Extract every line of the material below that contains the string "roof", matching case exactly.

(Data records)
● ● ● ● ● ● ●

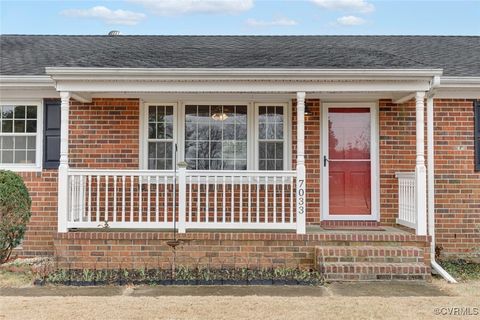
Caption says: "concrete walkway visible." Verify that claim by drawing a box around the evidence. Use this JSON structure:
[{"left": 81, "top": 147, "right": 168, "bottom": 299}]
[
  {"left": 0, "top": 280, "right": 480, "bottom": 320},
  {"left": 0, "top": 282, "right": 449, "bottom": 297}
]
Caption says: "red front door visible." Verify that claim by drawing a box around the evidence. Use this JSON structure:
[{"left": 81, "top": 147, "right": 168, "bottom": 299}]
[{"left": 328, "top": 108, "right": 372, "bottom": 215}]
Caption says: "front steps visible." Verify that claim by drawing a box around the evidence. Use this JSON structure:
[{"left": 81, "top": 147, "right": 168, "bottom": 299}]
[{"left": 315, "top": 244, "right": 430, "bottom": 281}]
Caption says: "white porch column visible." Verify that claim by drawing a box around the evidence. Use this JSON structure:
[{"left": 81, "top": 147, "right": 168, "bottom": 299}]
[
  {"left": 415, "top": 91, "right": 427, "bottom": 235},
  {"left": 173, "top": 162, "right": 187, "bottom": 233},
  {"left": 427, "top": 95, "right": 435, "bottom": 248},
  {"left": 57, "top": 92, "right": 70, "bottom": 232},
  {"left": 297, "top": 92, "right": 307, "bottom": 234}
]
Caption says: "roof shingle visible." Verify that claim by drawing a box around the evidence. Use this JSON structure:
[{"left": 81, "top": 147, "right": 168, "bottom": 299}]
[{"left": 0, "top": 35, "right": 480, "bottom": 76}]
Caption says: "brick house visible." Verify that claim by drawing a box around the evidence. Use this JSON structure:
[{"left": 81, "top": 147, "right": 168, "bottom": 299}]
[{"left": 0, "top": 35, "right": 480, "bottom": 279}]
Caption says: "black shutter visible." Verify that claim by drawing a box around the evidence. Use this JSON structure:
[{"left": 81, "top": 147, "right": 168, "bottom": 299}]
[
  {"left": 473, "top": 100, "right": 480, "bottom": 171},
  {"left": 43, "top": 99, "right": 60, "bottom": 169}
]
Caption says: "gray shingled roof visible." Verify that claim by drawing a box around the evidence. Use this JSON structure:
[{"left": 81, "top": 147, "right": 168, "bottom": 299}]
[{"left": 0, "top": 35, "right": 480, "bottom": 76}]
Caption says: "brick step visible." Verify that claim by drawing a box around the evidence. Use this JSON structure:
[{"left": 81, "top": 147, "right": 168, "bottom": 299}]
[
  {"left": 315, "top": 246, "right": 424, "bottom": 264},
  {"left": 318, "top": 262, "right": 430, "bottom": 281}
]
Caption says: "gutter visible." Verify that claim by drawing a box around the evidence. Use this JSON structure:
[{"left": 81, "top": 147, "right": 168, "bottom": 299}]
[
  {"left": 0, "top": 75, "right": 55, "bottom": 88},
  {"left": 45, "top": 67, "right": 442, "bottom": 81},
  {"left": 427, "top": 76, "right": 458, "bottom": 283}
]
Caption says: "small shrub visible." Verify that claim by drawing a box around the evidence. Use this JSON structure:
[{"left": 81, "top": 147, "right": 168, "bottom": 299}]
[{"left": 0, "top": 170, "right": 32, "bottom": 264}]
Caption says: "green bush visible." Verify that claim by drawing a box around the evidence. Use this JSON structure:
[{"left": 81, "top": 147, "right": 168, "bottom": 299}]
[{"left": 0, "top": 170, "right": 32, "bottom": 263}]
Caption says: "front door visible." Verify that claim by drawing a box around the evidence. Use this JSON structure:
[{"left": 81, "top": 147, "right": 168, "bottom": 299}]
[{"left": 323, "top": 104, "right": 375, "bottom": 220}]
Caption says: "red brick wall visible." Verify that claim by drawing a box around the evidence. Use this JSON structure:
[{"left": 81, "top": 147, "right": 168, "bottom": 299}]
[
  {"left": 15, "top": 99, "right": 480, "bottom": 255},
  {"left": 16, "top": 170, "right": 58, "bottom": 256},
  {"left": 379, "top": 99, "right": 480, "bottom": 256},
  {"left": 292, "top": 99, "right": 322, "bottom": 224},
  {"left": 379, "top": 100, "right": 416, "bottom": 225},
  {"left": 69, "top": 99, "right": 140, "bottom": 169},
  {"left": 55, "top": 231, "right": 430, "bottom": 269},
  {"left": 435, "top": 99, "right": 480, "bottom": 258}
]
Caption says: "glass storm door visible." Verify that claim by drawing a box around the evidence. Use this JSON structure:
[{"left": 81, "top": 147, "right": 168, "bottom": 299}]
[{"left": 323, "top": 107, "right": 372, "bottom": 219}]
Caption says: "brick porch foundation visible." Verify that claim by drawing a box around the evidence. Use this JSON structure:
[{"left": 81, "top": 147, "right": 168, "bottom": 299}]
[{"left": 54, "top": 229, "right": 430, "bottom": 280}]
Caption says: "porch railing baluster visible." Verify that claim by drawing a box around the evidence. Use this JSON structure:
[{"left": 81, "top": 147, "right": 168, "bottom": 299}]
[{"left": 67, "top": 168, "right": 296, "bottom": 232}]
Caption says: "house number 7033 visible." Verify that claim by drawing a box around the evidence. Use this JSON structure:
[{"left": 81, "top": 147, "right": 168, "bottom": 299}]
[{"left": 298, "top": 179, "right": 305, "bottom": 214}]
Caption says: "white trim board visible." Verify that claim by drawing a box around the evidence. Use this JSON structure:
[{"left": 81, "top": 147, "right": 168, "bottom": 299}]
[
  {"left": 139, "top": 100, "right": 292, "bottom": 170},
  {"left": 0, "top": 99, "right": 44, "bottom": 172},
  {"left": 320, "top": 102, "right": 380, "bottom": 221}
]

● ● ● ● ● ● ●

**Exercise output:**
Caption says: "roof shingle visible." Verify that claim by drawing a box around the evidence. Use this JSON structure:
Caption says: "gray shingled roof visible." Verify that claim by drawing a box around the evidence. Use this JSON structure:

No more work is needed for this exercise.